→ Required action:
Each line below should be retyped exactly, with no pictures.

→ Source data:
>>>

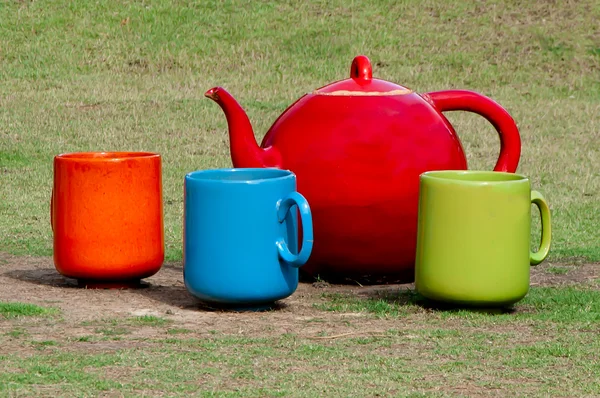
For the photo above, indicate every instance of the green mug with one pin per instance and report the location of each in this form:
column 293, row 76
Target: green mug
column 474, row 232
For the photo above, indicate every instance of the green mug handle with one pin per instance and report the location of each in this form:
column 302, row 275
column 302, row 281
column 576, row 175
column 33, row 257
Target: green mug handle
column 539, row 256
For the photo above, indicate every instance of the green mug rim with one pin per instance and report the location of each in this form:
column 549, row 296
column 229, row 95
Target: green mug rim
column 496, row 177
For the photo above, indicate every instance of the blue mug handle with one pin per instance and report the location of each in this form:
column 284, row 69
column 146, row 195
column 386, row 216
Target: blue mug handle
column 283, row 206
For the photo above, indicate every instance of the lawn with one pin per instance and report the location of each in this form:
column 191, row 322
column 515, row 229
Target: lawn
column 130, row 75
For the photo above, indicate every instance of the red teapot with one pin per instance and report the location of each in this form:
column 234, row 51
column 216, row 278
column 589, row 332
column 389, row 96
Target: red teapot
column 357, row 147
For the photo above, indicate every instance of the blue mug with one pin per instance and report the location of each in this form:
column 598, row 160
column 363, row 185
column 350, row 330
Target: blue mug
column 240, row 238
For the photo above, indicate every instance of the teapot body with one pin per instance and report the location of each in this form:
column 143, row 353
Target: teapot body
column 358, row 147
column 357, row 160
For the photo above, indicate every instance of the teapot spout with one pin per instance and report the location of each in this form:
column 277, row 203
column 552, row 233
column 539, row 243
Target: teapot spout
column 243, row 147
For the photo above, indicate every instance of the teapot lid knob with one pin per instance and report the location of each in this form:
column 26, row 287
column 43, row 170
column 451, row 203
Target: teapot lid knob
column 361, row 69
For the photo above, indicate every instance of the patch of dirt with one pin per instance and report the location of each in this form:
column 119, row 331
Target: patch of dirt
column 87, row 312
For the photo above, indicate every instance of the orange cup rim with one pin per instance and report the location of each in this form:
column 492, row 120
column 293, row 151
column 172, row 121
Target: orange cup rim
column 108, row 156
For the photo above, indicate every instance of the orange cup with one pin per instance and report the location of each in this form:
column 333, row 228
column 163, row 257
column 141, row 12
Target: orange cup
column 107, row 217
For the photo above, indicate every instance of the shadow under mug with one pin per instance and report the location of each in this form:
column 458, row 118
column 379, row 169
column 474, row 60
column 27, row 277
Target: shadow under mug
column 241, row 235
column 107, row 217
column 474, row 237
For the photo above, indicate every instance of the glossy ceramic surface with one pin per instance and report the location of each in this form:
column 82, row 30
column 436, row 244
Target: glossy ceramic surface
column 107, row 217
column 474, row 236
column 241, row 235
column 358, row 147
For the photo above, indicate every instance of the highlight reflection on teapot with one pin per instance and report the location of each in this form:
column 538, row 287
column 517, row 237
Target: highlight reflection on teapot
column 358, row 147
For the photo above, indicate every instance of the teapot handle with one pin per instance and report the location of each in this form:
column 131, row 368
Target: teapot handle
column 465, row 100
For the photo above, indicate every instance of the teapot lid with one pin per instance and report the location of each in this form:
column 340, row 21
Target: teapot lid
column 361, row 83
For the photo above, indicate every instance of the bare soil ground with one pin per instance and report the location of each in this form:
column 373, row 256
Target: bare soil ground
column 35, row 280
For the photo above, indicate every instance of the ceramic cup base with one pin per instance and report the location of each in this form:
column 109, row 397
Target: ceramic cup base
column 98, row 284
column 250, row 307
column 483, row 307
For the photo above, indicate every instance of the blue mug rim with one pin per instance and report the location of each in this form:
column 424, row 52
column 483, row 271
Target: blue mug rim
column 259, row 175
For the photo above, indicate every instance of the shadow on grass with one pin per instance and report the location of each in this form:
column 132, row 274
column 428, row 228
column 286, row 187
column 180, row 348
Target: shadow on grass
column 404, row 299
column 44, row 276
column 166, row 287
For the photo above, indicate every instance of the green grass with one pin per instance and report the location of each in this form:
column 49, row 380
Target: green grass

<<<

→ Response for this exercise:
For the photo above, indicate every instance of the green mug with one pin per instance and report the location of each in this form:
column 293, row 76
Target: green mug
column 474, row 232
For the photo above, indicate every instance of the green mug handle with one pin per instance and report the location of each in this form:
column 302, row 275
column 302, row 281
column 576, row 175
column 33, row 257
Target: green mug handle
column 539, row 256
For the photo above, indicate every instance of the green mug rim with one pin per instance and report the location of each in this form:
column 549, row 296
column 229, row 95
Target: green mug rim
column 496, row 177
For the photo above, indicate every instance of the blue mug handle with one pin per instance and report the location of each in this form:
column 284, row 69
column 146, row 195
column 386, row 216
Target: blue mug handle
column 283, row 206
For the photo above, indicate every instance of the lawn with one pin per instance and report the location of each in this form:
column 191, row 322
column 515, row 229
Target: lawn
column 130, row 75
For the photo above, indicate every instance of the red teapot with one pin per instance and report the location of each in this form:
column 234, row 51
column 216, row 278
column 589, row 332
column 389, row 96
Target: red teapot
column 357, row 147
For the photo above, indicate every instance of the blue mug with one pin per instance and report the location of each in this form:
column 598, row 160
column 363, row 185
column 350, row 330
Target: blue mug
column 240, row 238
For the photo above, indicate every instance of the teapot body with one pin per instance and report the location of each in this form:
column 143, row 353
Target: teapot body
column 358, row 147
column 357, row 160
For the photo above, indicate every instance of the teapot spout with one pin per instance and report the location of each in this form:
column 277, row 203
column 552, row 233
column 539, row 243
Target: teapot spout
column 243, row 147
For the photo above, indicate every instance of the teapot lid knob with one pin per instance and report the location of each in this form:
column 26, row 287
column 43, row 170
column 451, row 203
Target: teapot lid knob
column 361, row 69
For the photo above, indicate every instance of the patch of dirt with one pin per instance and report the location of each in this form:
column 119, row 331
Target: patch of dirt
column 87, row 312
For the photo above, indicate every instance of the orange cup rim with one pin per instance and report the location of each in this form:
column 492, row 120
column 293, row 151
column 172, row 121
Target: orange cup rim
column 108, row 156
For the photo above, indicate every instance of the orange cup with one pin per instance and report the location of each in this form:
column 333, row 228
column 163, row 257
column 141, row 12
Target: orange cup
column 107, row 217
For the photo above, indicate every instance of the shadow under mug with one pin per instance and report the location of each in this form:
column 458, row 118
column 379, row 169
column 474, row 60
column 27, row 277
Target: shadow under mug
column 241, row 235
column 107, row 217
column 474, row 237
For the photo above, indicate every instance of the glossy ceramic surface with one pin per instance and report the location of each in this form:
column 82, row 30
column 436, row 244
Target: glossy ceramic surface
column 107, row 217
column 474, row 236
column 241, row 235
column 358, row 147
For the photo above, indicate every instance of the highlight reflection on teapot with one pin per instance and report the location of each in this form:
column 538, row 287
column 517, row 237
Target: highlight reflection on teapot
column 358, row 147
For the photo above, indicate every instance of the teapot handle with one pin per instance and report the location of each in this form:
column 131, row 368
Target: teapot handle
column 465, row 100
For the photo above, indicate every instance of the teapot lid with one pin per instance and report the location of each in this form:
column 340, row 21
Target: teapot lid
column 361, row 83
For the photo above, indicate every instance of the bare soil ground with one pin per instance and report the location of each in this form:
column 373, row 256
Target: bare soil ground
column 35, row 280
For the photo above, indicate every instance of the ceramic cup base with one pin per instance and report the location of each in this form:
column 109, row 397
Target: ceramic cup base
column 98, row 284
column 250, row 307
column 483, row 307
For the photo above, indicate every instance of the blue mug rim with one pin per instance and report the location of each in this form:
column 424, row 52
column 483, row 271
Target: blue mug rim
column 259, row 175
For the photo above, indicate every instance of the shadow on grass with one pin per instance and report the location of each in this form:
column 132, row 274
column 428, row 228
column 286, row 187
column 180, row 348
Target: shadow on grass
column 404, row 299
column 44, row 276
column 166, row 287
For the photo above, indicate every instance of the green grass with one pin per instance and report the location of each in this form:
column 49, row 380
Target: green grass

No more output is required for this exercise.